* [Exercise] Exactly retype the lines below from the one containing "Reviewer check: each instance of the blue face" through the end of the listing. Leave pictures out.

* [Listed entries]
• • • • •
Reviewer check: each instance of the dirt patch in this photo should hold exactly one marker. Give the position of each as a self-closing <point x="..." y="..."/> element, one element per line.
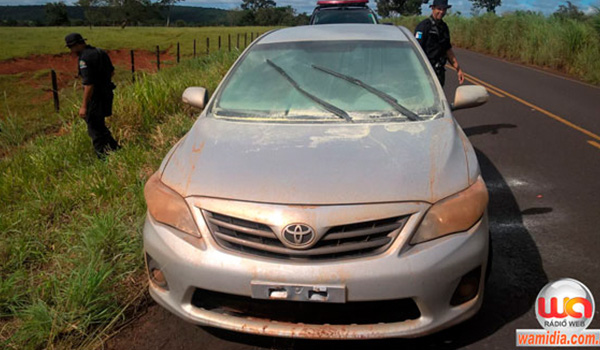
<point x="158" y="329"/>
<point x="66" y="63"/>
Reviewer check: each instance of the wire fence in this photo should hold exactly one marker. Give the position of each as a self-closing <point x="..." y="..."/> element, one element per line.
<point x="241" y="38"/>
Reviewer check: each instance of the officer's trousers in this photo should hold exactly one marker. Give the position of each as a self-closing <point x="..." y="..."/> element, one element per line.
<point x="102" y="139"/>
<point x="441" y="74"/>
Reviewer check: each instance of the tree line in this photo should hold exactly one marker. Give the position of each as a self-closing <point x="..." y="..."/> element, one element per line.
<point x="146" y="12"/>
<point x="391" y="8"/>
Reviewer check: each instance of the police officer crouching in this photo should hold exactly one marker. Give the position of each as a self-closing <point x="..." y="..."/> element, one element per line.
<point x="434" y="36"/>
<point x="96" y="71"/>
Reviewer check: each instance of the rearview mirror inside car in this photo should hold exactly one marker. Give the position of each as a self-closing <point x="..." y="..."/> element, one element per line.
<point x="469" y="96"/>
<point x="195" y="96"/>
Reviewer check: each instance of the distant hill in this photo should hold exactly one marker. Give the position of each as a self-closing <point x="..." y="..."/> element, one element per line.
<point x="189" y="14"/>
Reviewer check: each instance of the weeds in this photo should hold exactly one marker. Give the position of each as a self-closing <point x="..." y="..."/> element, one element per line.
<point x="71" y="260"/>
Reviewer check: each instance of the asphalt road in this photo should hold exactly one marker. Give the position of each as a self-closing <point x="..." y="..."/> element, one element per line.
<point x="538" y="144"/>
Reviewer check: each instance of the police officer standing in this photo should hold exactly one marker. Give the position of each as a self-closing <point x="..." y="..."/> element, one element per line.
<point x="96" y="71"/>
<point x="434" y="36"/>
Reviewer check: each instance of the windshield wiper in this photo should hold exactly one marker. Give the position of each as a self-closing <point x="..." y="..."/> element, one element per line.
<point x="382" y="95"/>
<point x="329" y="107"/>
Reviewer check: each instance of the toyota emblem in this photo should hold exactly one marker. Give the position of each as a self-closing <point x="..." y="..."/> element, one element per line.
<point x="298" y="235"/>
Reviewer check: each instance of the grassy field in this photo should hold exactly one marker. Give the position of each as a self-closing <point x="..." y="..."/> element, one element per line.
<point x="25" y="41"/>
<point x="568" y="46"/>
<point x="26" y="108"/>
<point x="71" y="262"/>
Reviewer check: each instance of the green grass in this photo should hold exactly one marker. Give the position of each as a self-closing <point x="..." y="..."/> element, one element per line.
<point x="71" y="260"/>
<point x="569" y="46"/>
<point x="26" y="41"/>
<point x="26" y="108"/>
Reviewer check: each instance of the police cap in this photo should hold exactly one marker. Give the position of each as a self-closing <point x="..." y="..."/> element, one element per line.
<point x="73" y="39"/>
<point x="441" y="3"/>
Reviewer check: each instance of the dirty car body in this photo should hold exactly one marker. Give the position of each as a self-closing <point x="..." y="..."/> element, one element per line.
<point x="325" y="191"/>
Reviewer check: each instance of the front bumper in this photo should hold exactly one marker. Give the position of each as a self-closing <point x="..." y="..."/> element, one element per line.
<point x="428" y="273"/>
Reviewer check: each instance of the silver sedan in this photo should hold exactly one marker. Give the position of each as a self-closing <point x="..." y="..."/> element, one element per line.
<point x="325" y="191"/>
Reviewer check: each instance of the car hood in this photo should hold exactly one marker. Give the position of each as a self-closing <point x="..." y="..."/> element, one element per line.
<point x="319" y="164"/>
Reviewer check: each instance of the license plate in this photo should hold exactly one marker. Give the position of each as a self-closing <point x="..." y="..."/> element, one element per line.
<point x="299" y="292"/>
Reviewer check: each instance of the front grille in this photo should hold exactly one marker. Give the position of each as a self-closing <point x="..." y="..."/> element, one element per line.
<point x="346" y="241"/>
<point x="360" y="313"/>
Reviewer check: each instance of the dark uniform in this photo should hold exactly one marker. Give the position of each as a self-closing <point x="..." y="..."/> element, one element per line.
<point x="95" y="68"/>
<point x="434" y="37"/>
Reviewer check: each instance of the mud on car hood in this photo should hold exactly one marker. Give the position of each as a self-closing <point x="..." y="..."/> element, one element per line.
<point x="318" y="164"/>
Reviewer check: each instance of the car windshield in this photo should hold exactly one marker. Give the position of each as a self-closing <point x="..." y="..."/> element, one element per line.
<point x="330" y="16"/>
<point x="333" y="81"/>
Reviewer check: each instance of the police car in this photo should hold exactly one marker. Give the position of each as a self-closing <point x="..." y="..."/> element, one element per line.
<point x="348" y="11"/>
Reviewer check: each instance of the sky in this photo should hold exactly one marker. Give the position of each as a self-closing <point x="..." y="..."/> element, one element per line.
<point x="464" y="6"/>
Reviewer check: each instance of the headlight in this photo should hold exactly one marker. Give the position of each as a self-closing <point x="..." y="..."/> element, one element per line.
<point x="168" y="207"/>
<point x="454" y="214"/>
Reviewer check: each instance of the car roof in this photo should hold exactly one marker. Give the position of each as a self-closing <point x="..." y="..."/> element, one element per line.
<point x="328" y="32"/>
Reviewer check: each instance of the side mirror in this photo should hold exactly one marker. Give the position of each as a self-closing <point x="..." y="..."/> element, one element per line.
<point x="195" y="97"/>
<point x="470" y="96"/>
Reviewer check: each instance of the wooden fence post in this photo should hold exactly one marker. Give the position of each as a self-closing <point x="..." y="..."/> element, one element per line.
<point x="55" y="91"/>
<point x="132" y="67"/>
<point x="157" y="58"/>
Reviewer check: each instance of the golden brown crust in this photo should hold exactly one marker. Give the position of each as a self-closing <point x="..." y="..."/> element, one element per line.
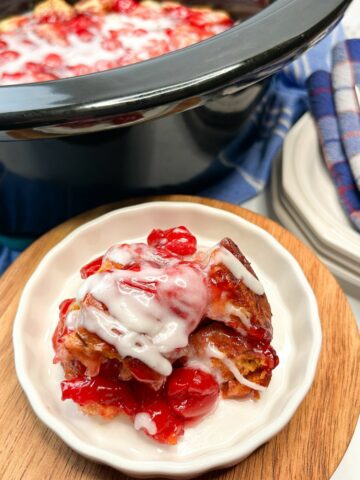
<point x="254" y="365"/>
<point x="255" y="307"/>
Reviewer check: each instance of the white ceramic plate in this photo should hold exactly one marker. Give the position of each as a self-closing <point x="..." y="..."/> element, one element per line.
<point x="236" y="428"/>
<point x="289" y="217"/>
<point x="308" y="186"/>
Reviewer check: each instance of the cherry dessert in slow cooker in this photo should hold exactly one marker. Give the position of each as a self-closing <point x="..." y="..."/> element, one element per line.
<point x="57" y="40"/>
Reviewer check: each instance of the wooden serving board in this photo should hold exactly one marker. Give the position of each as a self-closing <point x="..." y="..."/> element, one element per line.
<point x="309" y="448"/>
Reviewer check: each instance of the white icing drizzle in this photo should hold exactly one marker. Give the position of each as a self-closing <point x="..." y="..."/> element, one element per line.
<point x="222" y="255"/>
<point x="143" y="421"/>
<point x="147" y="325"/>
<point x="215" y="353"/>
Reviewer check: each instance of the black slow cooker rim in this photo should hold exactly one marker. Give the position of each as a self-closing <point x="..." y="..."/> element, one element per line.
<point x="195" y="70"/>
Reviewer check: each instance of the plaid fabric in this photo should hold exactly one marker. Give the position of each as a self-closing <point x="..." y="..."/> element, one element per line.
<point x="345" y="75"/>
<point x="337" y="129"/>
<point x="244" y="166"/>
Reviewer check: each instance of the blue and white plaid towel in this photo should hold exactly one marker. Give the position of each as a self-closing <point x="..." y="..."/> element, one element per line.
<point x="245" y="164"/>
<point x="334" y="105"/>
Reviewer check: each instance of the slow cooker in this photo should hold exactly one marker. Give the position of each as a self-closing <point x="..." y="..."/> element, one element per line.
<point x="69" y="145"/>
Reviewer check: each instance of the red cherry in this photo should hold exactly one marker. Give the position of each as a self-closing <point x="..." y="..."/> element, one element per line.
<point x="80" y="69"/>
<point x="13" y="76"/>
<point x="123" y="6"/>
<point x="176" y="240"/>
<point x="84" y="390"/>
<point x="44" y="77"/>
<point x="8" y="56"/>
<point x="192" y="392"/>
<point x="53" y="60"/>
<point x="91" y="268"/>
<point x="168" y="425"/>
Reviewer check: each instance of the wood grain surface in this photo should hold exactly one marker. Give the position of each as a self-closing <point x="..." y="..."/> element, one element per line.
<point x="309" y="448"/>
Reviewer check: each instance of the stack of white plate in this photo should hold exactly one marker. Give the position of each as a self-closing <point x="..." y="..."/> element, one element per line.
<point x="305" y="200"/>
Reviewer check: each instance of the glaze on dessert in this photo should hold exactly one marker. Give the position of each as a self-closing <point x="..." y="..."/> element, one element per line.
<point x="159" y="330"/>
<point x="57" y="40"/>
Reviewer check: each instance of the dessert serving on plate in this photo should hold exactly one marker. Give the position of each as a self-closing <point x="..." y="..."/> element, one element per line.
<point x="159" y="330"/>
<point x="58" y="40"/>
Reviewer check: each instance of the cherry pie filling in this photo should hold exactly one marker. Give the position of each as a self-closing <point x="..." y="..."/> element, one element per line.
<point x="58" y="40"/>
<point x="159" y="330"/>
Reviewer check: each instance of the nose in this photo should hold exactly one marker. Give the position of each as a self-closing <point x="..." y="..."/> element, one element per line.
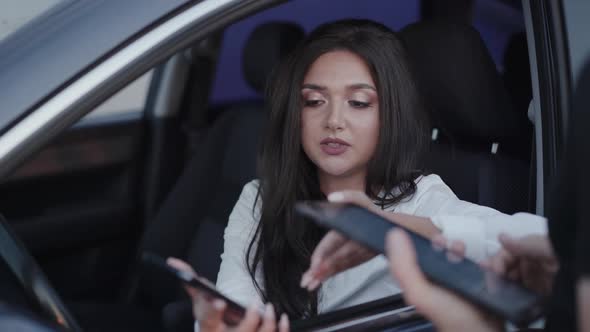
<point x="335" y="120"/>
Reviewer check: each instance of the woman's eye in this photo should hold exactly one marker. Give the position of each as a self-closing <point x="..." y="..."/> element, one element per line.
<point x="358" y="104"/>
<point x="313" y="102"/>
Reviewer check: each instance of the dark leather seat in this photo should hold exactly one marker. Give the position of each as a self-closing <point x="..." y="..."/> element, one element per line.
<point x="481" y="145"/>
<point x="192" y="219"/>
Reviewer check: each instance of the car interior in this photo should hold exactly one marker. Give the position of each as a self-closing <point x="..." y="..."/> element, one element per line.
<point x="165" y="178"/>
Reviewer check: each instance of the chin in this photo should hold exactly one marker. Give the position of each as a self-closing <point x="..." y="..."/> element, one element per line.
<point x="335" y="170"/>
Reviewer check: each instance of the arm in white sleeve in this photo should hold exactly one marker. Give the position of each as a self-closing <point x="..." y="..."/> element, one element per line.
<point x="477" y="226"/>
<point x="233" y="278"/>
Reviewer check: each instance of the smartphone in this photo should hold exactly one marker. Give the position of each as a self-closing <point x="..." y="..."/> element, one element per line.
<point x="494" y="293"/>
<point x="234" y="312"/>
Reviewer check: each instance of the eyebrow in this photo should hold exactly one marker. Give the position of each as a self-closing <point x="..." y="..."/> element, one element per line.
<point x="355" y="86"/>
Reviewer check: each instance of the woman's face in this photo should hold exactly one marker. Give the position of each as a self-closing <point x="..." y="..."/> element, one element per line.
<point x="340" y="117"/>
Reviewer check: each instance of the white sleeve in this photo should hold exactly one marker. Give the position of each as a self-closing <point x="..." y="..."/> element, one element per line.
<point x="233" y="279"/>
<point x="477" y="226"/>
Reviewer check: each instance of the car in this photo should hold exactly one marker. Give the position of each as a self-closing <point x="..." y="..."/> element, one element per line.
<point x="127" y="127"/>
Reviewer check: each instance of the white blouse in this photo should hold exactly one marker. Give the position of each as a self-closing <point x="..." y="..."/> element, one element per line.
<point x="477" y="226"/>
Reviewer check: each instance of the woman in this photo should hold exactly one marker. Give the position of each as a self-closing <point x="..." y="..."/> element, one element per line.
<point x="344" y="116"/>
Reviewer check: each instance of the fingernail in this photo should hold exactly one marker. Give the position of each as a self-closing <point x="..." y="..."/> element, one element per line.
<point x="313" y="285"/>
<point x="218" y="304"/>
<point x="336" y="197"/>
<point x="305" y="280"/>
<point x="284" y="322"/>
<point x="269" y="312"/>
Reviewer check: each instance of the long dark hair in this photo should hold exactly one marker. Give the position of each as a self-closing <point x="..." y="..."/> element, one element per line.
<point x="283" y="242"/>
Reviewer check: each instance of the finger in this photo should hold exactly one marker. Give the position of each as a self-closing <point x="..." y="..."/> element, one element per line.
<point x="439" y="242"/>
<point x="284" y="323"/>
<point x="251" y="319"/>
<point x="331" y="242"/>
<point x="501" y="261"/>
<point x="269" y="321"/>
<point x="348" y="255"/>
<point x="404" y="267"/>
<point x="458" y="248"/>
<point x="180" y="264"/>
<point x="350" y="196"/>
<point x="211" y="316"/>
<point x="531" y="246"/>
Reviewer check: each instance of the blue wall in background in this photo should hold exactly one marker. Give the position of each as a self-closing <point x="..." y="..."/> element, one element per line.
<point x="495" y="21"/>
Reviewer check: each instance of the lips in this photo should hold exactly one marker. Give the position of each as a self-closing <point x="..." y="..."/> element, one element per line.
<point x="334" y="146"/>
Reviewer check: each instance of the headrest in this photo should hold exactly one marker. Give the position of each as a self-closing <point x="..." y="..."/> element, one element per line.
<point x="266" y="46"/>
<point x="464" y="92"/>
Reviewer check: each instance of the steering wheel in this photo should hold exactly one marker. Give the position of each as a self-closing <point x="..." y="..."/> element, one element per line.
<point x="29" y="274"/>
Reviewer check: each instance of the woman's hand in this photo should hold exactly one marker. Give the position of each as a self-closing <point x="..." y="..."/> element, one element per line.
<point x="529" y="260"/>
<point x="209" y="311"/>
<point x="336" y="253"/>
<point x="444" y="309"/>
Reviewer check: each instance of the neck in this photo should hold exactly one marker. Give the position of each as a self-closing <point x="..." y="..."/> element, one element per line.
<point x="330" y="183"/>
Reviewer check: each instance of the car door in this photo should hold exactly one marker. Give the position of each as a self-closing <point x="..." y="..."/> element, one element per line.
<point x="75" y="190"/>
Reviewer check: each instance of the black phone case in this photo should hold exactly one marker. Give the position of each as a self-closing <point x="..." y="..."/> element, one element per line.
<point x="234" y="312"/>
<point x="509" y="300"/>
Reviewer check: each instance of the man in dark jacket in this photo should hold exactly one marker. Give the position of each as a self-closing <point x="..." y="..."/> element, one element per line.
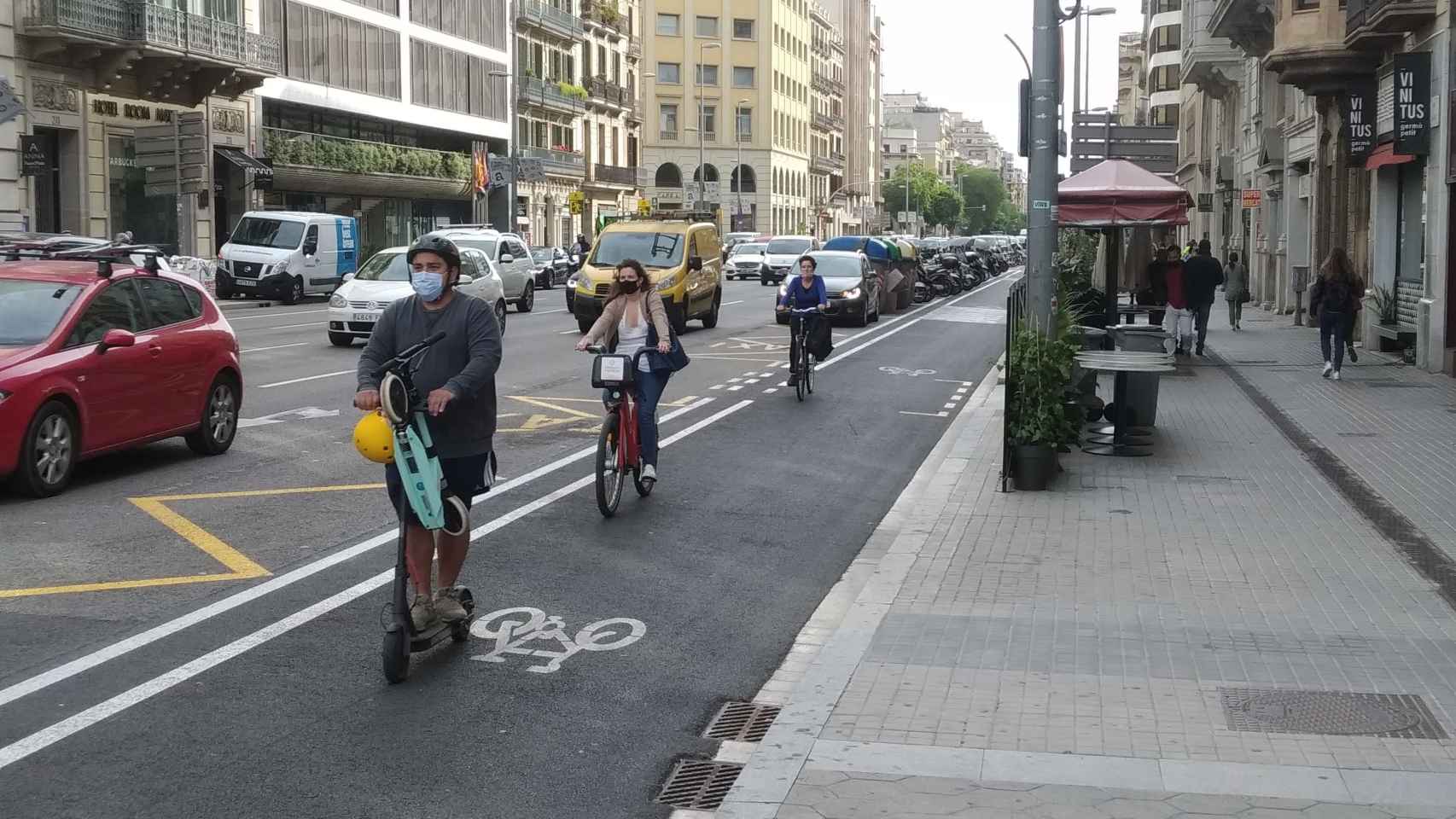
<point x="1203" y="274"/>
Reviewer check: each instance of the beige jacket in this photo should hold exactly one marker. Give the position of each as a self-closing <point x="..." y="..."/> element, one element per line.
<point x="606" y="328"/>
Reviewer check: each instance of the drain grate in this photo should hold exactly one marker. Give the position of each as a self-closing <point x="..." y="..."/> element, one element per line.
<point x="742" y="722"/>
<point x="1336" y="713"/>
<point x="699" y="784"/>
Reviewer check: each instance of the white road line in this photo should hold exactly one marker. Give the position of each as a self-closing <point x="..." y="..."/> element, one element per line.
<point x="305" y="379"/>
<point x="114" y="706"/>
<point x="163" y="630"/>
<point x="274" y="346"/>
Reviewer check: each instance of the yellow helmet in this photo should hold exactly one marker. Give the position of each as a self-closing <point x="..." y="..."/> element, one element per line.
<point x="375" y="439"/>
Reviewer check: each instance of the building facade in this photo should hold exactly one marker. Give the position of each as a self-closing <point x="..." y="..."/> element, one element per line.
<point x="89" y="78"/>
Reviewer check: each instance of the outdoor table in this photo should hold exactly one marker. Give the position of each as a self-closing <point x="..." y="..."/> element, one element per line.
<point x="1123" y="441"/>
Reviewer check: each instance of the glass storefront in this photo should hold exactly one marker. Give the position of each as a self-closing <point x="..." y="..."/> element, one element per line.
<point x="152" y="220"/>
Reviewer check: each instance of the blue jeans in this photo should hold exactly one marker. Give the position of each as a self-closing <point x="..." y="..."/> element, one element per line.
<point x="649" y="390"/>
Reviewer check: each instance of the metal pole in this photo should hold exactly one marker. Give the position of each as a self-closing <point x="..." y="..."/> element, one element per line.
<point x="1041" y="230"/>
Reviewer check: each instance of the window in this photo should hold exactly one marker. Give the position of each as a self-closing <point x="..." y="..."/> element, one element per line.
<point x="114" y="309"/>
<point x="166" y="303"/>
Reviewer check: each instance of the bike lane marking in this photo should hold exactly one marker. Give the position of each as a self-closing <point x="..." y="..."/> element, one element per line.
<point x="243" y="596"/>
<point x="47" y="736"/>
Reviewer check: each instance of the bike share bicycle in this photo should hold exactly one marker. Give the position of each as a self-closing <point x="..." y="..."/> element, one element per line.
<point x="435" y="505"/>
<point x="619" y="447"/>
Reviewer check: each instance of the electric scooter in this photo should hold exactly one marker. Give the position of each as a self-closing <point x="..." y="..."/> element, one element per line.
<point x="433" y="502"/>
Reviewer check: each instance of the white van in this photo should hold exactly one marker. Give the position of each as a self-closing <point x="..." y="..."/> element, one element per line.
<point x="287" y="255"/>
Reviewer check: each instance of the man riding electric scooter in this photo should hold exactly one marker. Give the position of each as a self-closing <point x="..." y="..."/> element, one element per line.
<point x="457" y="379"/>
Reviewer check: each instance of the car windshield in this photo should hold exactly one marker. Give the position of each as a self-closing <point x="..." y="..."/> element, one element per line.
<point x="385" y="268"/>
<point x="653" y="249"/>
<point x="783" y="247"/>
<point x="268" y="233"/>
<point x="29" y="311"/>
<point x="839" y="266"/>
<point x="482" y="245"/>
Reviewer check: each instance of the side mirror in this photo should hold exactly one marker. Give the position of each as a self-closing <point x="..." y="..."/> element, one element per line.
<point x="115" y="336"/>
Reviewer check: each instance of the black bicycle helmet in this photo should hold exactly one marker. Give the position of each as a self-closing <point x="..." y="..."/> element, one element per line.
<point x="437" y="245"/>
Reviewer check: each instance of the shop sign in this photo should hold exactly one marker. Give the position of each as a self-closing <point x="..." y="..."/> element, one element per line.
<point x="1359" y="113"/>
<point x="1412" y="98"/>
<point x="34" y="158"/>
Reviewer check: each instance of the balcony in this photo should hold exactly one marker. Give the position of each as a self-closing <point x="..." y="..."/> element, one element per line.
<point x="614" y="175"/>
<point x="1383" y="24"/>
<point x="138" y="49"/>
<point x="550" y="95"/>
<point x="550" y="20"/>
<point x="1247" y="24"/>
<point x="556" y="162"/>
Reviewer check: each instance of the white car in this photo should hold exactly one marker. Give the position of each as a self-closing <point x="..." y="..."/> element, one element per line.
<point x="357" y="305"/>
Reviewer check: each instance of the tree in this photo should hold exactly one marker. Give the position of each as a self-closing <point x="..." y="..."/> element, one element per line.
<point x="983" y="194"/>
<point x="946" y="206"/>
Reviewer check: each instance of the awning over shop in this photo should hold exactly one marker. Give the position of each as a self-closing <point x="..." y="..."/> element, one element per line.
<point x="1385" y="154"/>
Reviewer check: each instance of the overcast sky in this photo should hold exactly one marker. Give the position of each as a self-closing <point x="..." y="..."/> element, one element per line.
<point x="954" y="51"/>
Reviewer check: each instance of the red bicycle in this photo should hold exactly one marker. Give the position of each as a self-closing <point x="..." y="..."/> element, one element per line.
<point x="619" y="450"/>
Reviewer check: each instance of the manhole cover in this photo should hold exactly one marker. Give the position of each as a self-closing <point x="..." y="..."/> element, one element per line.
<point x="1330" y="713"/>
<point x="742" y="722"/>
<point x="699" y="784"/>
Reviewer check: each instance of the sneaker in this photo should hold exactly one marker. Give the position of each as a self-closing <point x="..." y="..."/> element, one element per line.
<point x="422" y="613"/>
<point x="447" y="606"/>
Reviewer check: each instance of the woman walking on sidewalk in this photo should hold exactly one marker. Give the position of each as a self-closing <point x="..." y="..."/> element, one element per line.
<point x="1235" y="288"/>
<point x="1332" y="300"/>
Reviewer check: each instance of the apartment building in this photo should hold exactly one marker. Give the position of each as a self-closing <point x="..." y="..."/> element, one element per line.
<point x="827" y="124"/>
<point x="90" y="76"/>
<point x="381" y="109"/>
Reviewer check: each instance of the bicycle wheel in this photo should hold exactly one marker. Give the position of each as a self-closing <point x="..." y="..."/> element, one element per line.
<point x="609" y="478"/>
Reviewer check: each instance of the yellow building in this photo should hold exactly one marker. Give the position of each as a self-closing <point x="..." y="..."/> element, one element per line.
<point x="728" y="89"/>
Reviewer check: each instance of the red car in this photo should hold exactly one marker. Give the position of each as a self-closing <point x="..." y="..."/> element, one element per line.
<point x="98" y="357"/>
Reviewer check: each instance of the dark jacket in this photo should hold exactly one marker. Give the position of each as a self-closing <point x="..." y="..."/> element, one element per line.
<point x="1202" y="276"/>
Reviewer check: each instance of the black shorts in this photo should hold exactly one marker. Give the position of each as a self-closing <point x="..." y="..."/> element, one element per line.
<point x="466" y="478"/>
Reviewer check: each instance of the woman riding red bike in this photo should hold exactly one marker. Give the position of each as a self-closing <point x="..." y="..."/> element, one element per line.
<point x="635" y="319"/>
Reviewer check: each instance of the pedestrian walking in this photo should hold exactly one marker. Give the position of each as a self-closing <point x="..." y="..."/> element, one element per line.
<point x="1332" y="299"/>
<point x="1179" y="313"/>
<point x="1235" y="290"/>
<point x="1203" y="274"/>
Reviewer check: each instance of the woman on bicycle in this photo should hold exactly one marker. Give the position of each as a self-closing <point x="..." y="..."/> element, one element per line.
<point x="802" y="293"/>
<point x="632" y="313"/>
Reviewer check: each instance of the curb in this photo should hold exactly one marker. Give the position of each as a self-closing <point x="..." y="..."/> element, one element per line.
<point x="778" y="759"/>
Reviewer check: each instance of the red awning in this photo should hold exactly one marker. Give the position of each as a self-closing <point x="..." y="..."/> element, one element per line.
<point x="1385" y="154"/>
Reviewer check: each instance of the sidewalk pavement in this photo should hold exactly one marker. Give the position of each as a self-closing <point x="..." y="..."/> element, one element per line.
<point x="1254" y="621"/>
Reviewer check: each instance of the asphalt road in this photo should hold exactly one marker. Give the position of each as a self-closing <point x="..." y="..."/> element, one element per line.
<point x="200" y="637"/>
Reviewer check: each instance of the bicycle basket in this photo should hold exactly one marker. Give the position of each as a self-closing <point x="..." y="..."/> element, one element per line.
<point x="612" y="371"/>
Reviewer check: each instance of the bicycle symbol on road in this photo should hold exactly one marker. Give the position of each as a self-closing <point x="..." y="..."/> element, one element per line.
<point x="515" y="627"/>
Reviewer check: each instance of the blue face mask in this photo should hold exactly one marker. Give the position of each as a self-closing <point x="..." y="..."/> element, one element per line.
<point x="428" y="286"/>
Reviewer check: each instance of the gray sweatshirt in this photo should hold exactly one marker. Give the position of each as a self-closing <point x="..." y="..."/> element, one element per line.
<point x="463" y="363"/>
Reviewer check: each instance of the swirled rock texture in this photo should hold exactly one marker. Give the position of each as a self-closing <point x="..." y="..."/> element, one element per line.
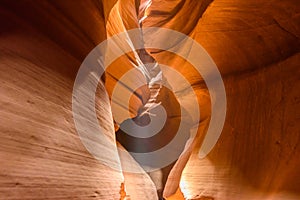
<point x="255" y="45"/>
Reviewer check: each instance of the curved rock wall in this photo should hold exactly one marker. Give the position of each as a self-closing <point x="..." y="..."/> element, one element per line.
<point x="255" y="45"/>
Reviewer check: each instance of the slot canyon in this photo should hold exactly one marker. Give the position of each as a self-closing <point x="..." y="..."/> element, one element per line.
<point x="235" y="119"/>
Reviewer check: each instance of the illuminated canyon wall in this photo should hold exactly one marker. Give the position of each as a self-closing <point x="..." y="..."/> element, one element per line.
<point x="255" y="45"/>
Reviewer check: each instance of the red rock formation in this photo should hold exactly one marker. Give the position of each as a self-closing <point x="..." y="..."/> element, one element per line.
• • • • •
* [Correct result]
Reviewer check: each instance of the blue face mask in this photo should hold exactly one marker. Give the position of each as a self-closing <point x="..." y="..."/> element, one element per line.
<point x="428" y="286"/>
Reviewer check: each instance of the gray sweatshirt in this photo should hold exactly one marker. Give the position of each as a self-closing <point x="..." y="..."/> element, one element per line.
<point x="463" y="363"/>
Reviewer check: each instance of the swirled rock texture in this photo should hold exactly one marker. Give the position of each as a self-closing <point x="..." y="..."/> element, one element per line.
<point x="255" y="45"/>
Reviewer check: each instance of the curved rock wall in this photo should hold exactly one marker. Give the position of each as a self-closing <point x="..." y="..."/> element, one element per line.
<point x="255" y="45"/>
Reviewer check: each instance of the slot canyon in this photo should hold exactly one marker. Give the position of each as a self-closing <point x="..." y="..."/> element, one element per line.
<point x="235" y="119"/>
Reviewer check: each instance of the illuminated canyon wall in this photo should hold exactly one marker. Give the position of each as a self-closing <point x="..." y="..."/> element, one element per line.
<point x="255" y="45"/>
Reviewer check: each instance of the red rock formation in this photo should hold exactly one marker. Give the position of each as a self-closing <point x="..." y="..."/> element, one element per line.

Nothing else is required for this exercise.